■ PROBLEM TO WORK ON ■
What you output should match the data below exactly.

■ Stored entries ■
━━━━━━━━━━━━━━━━━━━━

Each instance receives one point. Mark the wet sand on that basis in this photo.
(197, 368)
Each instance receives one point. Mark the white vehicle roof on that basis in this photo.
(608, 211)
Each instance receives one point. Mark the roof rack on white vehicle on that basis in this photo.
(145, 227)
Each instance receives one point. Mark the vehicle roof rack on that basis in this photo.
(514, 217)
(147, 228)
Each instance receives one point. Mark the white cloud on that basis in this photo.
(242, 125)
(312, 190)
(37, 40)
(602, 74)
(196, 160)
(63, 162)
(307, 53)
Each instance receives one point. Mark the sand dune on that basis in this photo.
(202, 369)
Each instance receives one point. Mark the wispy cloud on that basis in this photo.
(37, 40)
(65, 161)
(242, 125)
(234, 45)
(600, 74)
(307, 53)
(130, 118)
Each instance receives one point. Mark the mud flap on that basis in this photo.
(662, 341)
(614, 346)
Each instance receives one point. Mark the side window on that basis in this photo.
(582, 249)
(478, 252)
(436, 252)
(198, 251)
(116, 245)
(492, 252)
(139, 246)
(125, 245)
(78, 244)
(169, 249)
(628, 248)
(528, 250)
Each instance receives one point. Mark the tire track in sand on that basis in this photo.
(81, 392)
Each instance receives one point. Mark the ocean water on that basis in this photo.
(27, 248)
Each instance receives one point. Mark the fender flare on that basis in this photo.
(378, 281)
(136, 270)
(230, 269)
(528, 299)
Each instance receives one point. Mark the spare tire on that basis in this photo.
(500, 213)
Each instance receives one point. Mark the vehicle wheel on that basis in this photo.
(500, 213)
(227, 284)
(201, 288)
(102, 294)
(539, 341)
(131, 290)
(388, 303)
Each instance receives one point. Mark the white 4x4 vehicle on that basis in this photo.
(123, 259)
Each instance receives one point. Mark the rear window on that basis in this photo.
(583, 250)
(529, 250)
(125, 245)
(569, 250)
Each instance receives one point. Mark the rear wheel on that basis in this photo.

━━━━━━━━━━━━━━━━━━━━

■ SOLUTION TO THIS EXERCISE ■
Each instance receives one point. Mark the wet sand on that basis in this photo.
(197, 368)
Each instance receives one point. Mark the white vehicle roof on that basis in this photo.
(608, 211)
Each instance receives one point. Mark the roof rack on white vehicle on that basis in this photo.
(145, 227)
Each instance receives one point. Mark the vehicle roof rack on that basis in this photo.
(514, 217)
(147, 228)
Each instance receives one point. Mark the white cloud on that basis in this photo.
(242, 125)
(312, 190)
(37, 40)
(602, 74)
(196, 160)
(63, 162)
(307, 53)
Each instance receives one point. Mark the sand dune on that basis in this photo.
(202, 369)
Each instance receives one point. Mark the wispy cloud on that basis in this photo.
(37, 40)
(65, 161)
(242, 125)
(234, 45)
(600, 74)
(307, 53)
(130, 118)
Each instance receives one point. Mark the mud flap on that basis in this photo.
(662, 341)
(614, 346)
Each instance receives one point. Mark the side window on that basis in this photo.
(582, 249)
(478, 252)
(436, 252)
(198, 251)
(116, 245)
(492, 252)
(139, 246)
(125, 245)
(78, 244)
(169, 249)
(628, 248)
(528, 250)
Each instance receives one point. Mark the tire track in sand on that basis in this photo.
(81, 392)
Each instance receives one point. Mark the ocean water on that basis in this photo.
(27, 248)
Each instance receives one point. Mark the fender flare on that basis in this photo.
(378, 281)
(136, 270)
(230, 269)
(528, 299)
Each instance receives one point. Mark the spare tire on that basis in this photo.
(500, 213)
Each instance receives one point. Mark the vehicle wheel on that basis in this photo.
(500, 213)
(227, 284)
(201, 288)
(102, 294)
(539, 341)
(131, 290)
(388, 303)
Each instance receives one point. Mark the white 4x4 vehicle on that basis in this photo.
(123, 259)
Each instance receives one point. Mark the rear window on that basis in this photo.
(583, 250)
(529, 250)
(125, 245)
(569, 250)
Each instance receives one point. Mark the rear wheel on that basis in this photo.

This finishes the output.